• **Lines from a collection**
****************************************

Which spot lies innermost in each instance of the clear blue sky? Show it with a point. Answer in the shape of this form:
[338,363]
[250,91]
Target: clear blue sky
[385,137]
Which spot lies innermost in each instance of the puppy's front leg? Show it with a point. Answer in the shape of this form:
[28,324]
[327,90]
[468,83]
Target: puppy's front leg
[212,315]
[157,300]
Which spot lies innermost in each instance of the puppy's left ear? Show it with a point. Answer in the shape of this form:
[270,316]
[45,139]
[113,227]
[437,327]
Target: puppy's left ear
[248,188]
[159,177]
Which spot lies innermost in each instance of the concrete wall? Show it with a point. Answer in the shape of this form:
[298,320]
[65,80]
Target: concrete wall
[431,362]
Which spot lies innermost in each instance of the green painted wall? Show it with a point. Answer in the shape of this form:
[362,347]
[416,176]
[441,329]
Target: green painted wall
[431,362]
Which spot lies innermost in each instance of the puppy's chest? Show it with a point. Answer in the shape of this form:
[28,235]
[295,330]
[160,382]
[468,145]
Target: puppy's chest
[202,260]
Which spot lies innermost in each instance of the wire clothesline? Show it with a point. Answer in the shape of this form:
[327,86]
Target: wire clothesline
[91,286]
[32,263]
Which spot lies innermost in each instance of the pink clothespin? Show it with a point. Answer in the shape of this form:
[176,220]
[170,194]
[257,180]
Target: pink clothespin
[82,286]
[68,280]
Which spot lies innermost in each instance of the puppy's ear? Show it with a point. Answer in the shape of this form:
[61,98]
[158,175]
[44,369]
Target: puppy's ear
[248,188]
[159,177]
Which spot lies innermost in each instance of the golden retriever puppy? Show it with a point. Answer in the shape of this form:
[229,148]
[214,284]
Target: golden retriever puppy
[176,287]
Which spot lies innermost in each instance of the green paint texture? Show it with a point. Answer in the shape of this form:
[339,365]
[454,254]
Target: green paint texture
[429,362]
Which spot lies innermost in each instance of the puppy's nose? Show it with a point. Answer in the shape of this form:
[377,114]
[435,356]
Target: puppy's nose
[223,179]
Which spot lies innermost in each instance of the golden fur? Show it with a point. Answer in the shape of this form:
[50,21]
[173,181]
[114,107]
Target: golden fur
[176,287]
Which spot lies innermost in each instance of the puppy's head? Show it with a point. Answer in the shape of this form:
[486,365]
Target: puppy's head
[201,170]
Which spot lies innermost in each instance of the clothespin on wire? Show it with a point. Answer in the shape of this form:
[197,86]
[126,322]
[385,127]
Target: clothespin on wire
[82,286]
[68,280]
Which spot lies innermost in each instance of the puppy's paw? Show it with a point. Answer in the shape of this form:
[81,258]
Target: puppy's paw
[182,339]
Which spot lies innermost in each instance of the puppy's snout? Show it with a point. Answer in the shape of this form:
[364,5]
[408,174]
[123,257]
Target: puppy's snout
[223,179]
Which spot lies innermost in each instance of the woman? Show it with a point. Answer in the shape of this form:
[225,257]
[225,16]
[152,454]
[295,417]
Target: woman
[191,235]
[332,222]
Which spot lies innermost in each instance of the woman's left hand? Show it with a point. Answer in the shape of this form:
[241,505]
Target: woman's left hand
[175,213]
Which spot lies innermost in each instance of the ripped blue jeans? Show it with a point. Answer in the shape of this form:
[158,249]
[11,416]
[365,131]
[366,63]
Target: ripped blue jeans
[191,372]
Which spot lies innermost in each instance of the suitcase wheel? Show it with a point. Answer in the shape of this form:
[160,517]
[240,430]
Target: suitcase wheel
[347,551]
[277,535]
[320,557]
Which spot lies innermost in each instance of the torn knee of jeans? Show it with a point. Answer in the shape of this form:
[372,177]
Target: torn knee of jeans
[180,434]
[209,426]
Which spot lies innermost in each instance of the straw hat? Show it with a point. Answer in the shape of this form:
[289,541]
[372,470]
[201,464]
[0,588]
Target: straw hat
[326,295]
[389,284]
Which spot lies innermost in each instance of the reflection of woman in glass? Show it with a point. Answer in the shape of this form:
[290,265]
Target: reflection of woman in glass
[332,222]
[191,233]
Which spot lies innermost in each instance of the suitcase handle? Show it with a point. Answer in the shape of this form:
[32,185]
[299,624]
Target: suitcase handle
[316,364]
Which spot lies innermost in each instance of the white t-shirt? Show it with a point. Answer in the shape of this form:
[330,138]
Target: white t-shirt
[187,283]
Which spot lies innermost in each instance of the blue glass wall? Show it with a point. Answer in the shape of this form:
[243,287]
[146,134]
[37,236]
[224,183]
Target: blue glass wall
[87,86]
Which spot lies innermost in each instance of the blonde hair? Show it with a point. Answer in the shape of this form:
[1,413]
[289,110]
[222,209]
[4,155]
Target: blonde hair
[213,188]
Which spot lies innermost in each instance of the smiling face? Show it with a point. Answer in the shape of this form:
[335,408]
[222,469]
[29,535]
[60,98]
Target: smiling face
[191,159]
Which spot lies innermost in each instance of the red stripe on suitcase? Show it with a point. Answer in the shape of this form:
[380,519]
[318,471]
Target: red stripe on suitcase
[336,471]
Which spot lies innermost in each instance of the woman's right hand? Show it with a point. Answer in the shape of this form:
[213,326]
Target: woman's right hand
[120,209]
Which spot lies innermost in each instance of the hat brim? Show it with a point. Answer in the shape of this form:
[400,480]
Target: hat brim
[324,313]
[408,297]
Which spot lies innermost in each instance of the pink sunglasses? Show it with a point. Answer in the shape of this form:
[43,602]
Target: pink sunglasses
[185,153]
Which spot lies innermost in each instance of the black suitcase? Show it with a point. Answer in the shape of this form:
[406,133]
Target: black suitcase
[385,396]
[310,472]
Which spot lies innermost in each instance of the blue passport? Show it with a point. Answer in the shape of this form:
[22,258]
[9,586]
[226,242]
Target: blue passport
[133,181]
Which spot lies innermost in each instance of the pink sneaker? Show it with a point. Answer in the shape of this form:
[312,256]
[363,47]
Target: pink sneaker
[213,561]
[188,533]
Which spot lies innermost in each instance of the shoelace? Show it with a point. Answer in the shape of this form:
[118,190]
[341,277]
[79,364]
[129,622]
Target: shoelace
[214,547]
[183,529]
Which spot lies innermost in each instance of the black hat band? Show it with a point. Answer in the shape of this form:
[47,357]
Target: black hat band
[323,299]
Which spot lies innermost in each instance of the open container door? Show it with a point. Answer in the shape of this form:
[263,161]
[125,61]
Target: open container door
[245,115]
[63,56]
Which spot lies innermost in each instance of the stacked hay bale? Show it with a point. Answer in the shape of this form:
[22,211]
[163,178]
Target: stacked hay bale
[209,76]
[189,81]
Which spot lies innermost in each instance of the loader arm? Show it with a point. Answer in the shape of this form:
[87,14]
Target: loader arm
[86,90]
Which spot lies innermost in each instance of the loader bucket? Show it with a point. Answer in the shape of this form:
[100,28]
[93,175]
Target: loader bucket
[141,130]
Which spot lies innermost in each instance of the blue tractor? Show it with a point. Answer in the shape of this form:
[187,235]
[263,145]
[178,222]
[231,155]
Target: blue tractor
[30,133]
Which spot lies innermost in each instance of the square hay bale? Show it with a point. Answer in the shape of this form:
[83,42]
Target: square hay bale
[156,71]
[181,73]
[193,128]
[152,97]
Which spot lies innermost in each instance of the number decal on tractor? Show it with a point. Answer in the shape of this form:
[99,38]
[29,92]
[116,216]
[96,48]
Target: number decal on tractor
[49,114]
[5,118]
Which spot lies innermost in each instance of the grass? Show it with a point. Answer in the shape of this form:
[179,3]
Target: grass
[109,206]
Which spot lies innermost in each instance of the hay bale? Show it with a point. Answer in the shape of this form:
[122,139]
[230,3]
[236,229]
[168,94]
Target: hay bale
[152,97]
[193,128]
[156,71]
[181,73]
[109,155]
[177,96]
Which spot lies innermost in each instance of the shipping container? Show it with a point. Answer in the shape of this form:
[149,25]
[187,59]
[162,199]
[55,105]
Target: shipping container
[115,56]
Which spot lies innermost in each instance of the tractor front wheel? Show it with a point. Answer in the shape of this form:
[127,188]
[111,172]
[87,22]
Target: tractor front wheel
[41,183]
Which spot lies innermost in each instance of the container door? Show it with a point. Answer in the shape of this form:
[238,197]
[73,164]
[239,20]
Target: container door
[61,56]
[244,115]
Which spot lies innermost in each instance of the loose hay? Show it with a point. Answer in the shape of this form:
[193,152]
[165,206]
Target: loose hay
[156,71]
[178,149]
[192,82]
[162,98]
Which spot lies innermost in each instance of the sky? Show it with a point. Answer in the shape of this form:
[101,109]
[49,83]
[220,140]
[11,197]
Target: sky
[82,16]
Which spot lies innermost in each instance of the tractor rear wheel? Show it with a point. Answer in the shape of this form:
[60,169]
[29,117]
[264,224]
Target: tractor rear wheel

****************************************

• **SET TASK**
Return, with no changes, the lines above from the one containing "Which spot lies innermost in each instance of the loose" through the last line.

• **ANSWER TO THE TASK**
Which spot lies innermost in each instance of the loose hay? Show it with a point. Answer in the shape of this form:
[193,152]
[165,206]
Target: loose hay
[156,71]
[178,149]
[192,82]
[162,98]
Which spot lies innermost in each instance of the sky? Show it with a point. Answer in the shape of this form:
[101,109]
[49,83]
[220,140]
[11,197]
Target: sky
[82,16]
Which spot lies innermost in each instance of the tractor rear wheel? Show it with a point. Answer in the shape of this form:
[60,169]
[29,117]
[264,224]
Target: tractor rear wheel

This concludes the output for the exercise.